GOAL OF THE EXERCISE:
Repeat each entry exactly and drop the pictures.

GIVEN RECORDS:
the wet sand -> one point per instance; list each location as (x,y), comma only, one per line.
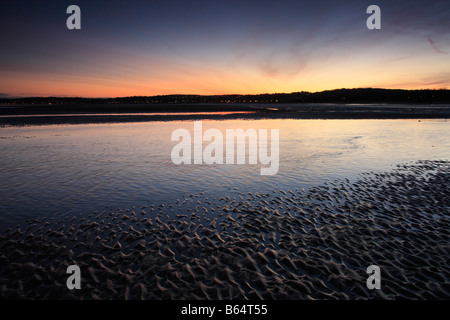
(24,115)
(287,244)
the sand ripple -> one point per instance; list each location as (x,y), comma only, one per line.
(289,244)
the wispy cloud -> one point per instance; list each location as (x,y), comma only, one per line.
(435,48)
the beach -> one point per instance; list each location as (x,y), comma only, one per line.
(26,115)
(286,244)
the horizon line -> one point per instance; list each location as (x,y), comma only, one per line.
(6,96)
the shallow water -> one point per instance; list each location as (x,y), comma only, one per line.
(69,169)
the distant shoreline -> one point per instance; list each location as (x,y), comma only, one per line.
(26,115)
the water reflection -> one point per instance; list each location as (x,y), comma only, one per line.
(85,168)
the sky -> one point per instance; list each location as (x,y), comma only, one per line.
(144,48)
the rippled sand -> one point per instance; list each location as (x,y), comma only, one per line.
(288,244)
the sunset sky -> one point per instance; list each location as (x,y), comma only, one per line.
(128,48)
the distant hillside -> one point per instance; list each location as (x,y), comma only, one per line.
(365,95)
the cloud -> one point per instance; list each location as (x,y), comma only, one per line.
(435,48)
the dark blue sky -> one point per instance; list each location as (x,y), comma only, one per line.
(215,47)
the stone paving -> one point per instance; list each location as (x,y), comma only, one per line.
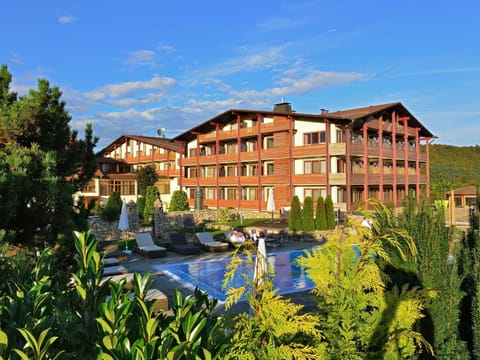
(168,285)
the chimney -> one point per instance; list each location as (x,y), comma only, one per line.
(283,107)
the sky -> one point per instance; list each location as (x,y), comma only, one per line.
(133,67)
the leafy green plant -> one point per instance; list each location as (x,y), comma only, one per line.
(179,201)
(330,213)
(152,195)
(140,207)
(363,319)
(307,214)
(274,328)
(295,221)
(320,215)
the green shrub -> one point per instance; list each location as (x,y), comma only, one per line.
(320,215)
(330,211)
(179,201)
(152,195)
(307,214)
(109,214)
(140,207)
(295,221)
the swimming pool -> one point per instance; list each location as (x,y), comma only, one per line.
(208,275)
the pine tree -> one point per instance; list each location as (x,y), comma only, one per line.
(361,319)
(330,212)
(179,201)
(146,176)
(43,163)
(307,214)
(320,215)
(152,195)
(295,221)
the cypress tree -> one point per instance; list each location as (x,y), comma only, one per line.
(330,212)
(152,195)
(295,221)
(320,215)
(307,214)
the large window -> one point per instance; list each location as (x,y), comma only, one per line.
(314,138)
(314,166)
(123,187)
(89,186)
(315,193)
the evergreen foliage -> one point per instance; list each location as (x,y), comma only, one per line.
(152,195)
(431,269)
(274,328)
(307,214)
(330,213)
(179,201)
(113,208)
(140,206)
(475,294)
(362,319)
(295,220)
(42,163)
(320,215)
(146,176)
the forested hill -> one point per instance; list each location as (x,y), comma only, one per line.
(453,167)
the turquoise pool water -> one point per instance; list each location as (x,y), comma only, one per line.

SOLUTION:
the wet sand -> one point per instance; list each location as (x,y), comma only, one per line.
(24,115)
(287,244)
the sand ripple -> one point per instance; list each location as (x,y), comma only, one per line.
(289,244)
the wispy cloud -> one point per instance; list each location as (x,y), comma only, one per line.
(435,48)
the beach -> one point per instance; list each location as (x,y), comma only, one per line.
(26,115)
(286,244)
the horizon line -> one point per instance; list each location as (x,y), comma only, one per line.
(6,96)
the shallow water -> one point per instance; list each location as (x,y), comma only, one per line.
(69,169)
the distant shoreline -> one point per instance; list each location as (x,y), comma only, one per line.
(26,115)
the water reflection -> one point per instance; list each location as (x,y), comma only, one per line.
(85,168)
the sky -> one point per instance; list each location as (x,y), comma only, one per line.
(144,48)
the rippled sand -> one point per instance; list each location as (x,y), comma only, one per line.
(288,244)
the sunset sky -> one point per instance; list each location as (x,y), comma only, one per line.
(128,48)
the distant hillside -> one point per instance; list each location as (x,y), comma only, one per line.
(365,95)
the cloud -> one point per instance; list each location as (x,y), comma only, one per line.
(435,48)
the dark blue sky -> one point per instance; list each location as (x,y), comma only, one per line.
(215,47)
the stone paving -> one point per instance; list each location as (x,y), comma only, one per line.
(168,285)
the chimney -> one point per instance; list each location as (x,y), comma only, one per line.
(283,107)
the sky -> one point per instance; list each location as (x,y), comma only, one per line.
(133,67)
the leafy green plant -> one point per instance; list each location as (x,y), comma only, one per line.
(179,201)
(330,213)
(152,195)
(140,207)
(363,319)
(307,214)
(274,328)
(295,221)
(320,215)
the green shrub -> one point per instance; list each location as (x,y), comma only, one per line.
(320,215)
(330,211)
(179,201)
(152,195)
(307,214)
(109,214)
(140,207)
(295,221)
the swimming pool -> one point per instance; list each location as (x,y), comma only, one per line.
(208,275)
the pine tree -> one point per instance; list each location as (x,y), comma only, one per line.
(361,319)
(330,212)
(179,201)
(146,176)
(43,163)
(307,214)
(320,215)
(152,195)
(295,221)
the cypress tree -> one point per instance; list each location as (x,y), comma only, one per line.
(330,212)
(152,195)
(295,221)
(320,215)
(307,214)
the large window -> one point per instance; list each location as (x,y), comma only, one per line.
(314,138)
(314,166)
(123,187)
(89,186)
(315,193)
the evergreen foliage -> one point per instance; list each location as (x,y), comma only, one per line.
(152,195)
(431,269)
(274,328)
(307,214)
(330,213)
(179,201)
(113,208)
(140,206)
(475,294)
(362,319)
(295,220)
(42,163)
(320,215)
(146,176)
the forested hill -> one point per instance; list each location as (x,y), comma only, one per line.
(453,167)
the turquoise pool water -> one point per instance; list each location as (x,y), comma only, one per line.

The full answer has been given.